Records contained in a dataset |
########################################

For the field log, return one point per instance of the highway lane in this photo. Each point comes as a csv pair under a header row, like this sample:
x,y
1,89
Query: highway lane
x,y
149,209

########################################

WORK TO DO |
Write out every entry exactly as given.

SOLUTION TO THIS EXERCISE |
For the field log, return one point per instance of the highway lane in this photo. Each point comes as a csv pair under a header row, like this sample:
x,y
1,89
Query: highway lane
x,y
149,209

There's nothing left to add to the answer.